EXTRACTED MATERIAL —
● ● ●
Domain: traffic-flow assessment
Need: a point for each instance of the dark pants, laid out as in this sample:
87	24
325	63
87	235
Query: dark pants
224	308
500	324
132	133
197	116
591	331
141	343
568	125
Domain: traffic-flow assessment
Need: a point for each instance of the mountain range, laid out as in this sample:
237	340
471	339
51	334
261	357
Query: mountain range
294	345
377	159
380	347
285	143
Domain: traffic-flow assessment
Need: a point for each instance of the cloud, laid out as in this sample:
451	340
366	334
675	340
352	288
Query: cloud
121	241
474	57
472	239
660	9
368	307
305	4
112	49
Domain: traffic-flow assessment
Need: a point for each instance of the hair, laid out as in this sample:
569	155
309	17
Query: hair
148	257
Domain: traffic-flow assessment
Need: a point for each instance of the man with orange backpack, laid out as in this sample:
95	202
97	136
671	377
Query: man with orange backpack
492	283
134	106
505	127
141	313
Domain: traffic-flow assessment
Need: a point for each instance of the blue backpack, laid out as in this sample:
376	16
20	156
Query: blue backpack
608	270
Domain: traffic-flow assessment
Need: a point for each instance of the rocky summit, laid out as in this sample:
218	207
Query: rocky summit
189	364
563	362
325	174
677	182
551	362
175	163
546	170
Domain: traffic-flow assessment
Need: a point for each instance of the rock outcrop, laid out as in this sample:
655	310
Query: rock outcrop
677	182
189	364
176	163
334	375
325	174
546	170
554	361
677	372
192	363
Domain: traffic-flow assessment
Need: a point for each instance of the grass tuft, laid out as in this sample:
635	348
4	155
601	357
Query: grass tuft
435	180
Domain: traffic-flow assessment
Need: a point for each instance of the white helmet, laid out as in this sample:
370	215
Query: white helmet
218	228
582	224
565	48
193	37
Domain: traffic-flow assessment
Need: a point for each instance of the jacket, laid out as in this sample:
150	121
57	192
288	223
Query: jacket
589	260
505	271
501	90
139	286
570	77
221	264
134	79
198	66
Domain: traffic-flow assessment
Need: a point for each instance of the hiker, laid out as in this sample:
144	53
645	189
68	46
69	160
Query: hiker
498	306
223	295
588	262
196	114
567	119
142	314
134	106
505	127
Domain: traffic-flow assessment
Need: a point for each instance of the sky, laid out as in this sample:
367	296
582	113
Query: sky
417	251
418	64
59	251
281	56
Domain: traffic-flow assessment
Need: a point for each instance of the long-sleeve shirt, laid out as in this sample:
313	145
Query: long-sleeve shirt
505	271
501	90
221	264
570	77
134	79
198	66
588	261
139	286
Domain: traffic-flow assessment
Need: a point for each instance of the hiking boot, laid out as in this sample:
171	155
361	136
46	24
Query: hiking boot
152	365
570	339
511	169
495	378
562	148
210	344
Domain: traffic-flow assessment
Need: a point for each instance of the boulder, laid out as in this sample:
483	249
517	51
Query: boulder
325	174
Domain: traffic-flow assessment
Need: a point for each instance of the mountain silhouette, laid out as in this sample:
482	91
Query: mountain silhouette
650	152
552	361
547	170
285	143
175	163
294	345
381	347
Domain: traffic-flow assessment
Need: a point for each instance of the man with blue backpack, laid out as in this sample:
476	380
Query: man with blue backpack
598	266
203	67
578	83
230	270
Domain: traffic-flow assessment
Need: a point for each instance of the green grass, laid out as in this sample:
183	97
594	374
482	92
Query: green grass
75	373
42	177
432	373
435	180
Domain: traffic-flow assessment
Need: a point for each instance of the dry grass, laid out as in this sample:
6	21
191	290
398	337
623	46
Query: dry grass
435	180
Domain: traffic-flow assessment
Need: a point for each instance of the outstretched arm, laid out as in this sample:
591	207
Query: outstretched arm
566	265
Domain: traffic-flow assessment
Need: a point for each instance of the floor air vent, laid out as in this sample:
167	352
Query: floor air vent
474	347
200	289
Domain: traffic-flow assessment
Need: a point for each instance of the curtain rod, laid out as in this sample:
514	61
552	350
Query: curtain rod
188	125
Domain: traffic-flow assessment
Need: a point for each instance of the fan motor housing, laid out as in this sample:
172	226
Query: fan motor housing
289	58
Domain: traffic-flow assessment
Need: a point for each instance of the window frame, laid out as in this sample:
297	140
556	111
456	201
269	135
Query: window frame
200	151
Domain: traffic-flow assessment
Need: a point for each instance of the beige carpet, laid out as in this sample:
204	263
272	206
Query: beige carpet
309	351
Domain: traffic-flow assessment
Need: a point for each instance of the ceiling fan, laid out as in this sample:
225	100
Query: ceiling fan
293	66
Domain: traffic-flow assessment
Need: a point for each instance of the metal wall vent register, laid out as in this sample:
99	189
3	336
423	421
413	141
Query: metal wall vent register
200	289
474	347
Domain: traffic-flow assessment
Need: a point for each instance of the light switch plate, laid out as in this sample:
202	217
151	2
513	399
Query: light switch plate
● ● ●
EXERCISE DETAILS — Extract the whole listing, character for character.

TASK RESULT —
Domain: traffic-flow assessment
Need: a point for each instance of the dark pants, laid out as in this sample:
87	24
325	63
87	235
Query: dark pants
224	308
500	324
132	133
197	116
591	331
141	343
568	125
Domain: traffic-flow assessment
Need: a point for each instance of the mountain range, laid out as in this sample:
237	340
471	339
51	334
261	357
Query: mountain range
294	345
377	159
380	347
285	143
Domain: traffic-flow assessment
Need: a point for each instance of the cloud, laid out as in this sample:
451	340
366	334
675	340
352	288
Query: cloud
121	241
474	57
472	239
660	9
368	307
305	4
112	49
Domain: traffic-flow assessment
Need: a point for each instance of the hair, laid out as in this sample:
569	155
309	17
Query: hair
148	257
Domain: traffic-flow assessment
Need: a point for each instance of the man with orange backpack, laid out as in this sample:
95	202
97	136
671	377
Query: man with orange backpack
492	283
134	106
505	127
141	313
Domain: traffic-flow assessment
Need: a point for each instance of the blue backpack, laid out as in this sample:
376	16
20	156
Query: blue backpack
608	270
Domain: traffic-flow assessment
Need: a point for each instance of the rocky summit, laid out as in this sample:
218	207
Query: rocky summit
189	364
563	362
325	174
677	182
551	362
175	163
546	170
Domain: traffic-flow assessment
Need: a point for each instance of the rock outcrop, laid out as in this sample:
655	310
Query: rock outcrop
677	182
189	364
176	163
334	375
325	174
546	170
554	361
677	372
192	363
Domain: traffic-flow assessment
Need: a point for each instance of the grass tuft, laid out as in this sample:
635	348
4	155
601	357
Query: grass tuft
435	180
Domain: traffic-flow assessment
Need: a point for each instance of the white helmet, laid out as in this sample:
370	215
Query: white helmet
218	228
582	224
565	48
193	37
Domain: traffic-flow assessment
Need: a point for each instance of the jacket, laid out as in this sample:
150	121
57	192
288	223
Query: jacket
589	260
505	271
501	90
139	286
570	77
221	264
134	79
198	66
Domain: traffic-flow assessment
Need: a point for each instance of the hiker, laid out as in this sample:
144	53
645	189
68	46
69	160
Query: hiker
498	306
223	295
588	262
196	114
567	119
142	314
134	106
505	127
Domain: traffic-flow assessment
Need: a point for each instance of the sky, laid out as in this sample:
367	296
582	113
Query: sky
417	251
418	64
59	251
281	56
Domain: traffic-flow assessment
Need: a point for each instance of the long-sleeve shirt, laid out as in this sample:
313	145
Query: long-sleeve shirt
505	271
501	90
221	264
570	77
134	79
198	66
588	261
139	286
Domain: traffic-flow assessment
Need: a point for each instance of the hiking boot, laid out as in this sample:
171	155
361	136
46	24
Query: hiking boot
152	365
570	339
511	169
495	378
562	148
210	344
Domain: traffic-flow assessment
Need: a point for each instance of the boulder, laid out as in this sample:
483	249
517	51
Query: boulder
325	174
Domain: traffic-flow assessment
Need: a point for each instance of the mountain silhouette, laid out as in this sample:
482	91
Query: mountain silhouette
650	152
552	361
547	170
285	143
175	163
294	345
381	347
Domain: traffic-flow assessment
Need: a point for each instance of the man with blue backpack, laid out as in this sample:
476	380
Query: man with blue backpack
598	266
203	67
578	83
230	270
Domain: traffic-flow assessment
Need: a point for each instance of the green grass, laid out as in this sample:
183	97
594	374
482	92
Query: green grass
75	373
42	177
432	373
435	180
Domain: traffic-flow assessment
Need: a point for each instance of the dry grass, laid out as in this sample:
6	21
191	290
398	337
623	46
Query: dry grass
435	180
Domain: traffic-flow assessment
Need: a point for each instance of the outstretched arm, laid out as in this sample:
591	207
Query: outstretched arm
566	265
Domain: traffic-flow assessment
Need: a point for each instance of the floor air vent, laid out as in this sample:
167	352
Query: floor air vent
474	347
200	289
Domain: traffic-flow assessment
Need: a point for each instance of the curtain rod, laid out as in this sample:
514	61
552	350
Query: curtain rod
188	125
Domain: traffic-flow assessment
Need: a point for each instance of the fan motor housing, laid out as in this sample:
172	226
Query: fan motor housing
289	58
Domain: traffic-flow assessment
Need: a point for each instance of the window frame, laid out as in this sample:
297	140
556	111
456	201
269	135
Query: window frame
200	151
Domain: traffic-flow assessment
Need: a point for each instance of the beige carpet, laid out as in this sample:
204	263
272	206
Query: beige carpet
309	351
Domain: traffic-flow assessment
Need: a point for each instance of the ceiling fan, laid out as in this sample:
225	100
Query: ceiling fan
293	66
Domain: traffic-flow assessment
Need: a point for each instance of the metal wall vent register, laid out as in this sample:
99	189
3	336
423	421
413	141
Query: metal wall vent register
200	289
474	347
Domain: traffic-flow assessment
Need: a point for each instance of the light switch plate, laid out as in this sample:
202	217
151	2
513	399
Query: light switch plate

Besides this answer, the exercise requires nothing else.